• _To do_
Return the lines below verbatim, beginning with the line containing "wall. Report pixel corners as JSON arrays." and continuing through the line containing "[[18, 421, 38, 434]]".

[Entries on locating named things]
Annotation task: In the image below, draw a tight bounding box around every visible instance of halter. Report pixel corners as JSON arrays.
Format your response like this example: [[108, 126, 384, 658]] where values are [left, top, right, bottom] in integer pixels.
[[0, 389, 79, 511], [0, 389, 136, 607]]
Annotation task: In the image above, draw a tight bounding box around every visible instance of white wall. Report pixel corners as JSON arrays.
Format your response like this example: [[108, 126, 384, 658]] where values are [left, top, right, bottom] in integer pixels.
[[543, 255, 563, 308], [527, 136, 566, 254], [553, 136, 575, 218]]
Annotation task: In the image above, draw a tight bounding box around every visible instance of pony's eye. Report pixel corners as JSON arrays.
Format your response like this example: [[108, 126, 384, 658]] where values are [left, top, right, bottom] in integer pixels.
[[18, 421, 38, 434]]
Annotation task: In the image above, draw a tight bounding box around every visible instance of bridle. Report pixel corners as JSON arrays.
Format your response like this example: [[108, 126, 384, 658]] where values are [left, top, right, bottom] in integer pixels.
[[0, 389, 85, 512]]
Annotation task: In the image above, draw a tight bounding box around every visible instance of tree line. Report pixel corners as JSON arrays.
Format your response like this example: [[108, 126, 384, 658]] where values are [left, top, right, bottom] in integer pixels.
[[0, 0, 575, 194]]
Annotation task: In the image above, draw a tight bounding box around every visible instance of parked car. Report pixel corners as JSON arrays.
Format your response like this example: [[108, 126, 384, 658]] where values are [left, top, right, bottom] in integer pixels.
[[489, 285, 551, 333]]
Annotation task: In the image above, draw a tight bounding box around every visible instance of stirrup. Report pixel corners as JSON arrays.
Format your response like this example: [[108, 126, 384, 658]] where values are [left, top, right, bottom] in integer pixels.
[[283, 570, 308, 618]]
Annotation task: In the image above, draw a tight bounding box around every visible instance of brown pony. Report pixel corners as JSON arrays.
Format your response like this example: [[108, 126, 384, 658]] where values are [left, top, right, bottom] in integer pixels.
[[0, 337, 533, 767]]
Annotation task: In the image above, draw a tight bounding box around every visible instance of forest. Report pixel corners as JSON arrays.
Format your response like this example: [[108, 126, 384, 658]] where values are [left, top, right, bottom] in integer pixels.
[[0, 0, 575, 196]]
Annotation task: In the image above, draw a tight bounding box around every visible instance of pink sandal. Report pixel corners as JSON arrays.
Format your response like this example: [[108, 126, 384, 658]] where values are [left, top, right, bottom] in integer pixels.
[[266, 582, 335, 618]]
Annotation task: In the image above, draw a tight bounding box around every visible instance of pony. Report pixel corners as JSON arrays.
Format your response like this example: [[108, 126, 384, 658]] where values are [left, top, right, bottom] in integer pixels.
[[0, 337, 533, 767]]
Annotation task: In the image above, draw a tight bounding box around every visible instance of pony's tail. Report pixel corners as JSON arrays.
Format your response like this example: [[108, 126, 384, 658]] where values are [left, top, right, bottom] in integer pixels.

• _Exercise response_
Annotation task: In the image above, draw a tight bounding box around every visible instance of white wall. Report pixel corners as JSON arrays.
Format your response like this example: [[108, 126, 384, 658]] where values are [left, top, right, bottom] in integer pixels.
[[543, 255, 563, 308], [527, 136, 566, 254], [553, 136, 575, 218]]
Annotation task: In the image above, draw a tight bounding box around every visible instance of pony's eye. Report pixel corners as JSON arrays.
Format your response like this example: [[108, 126, 384, 658]] where values are [left, top, right, bottom] in integer pixels.
[[18, 421, 38, 434]]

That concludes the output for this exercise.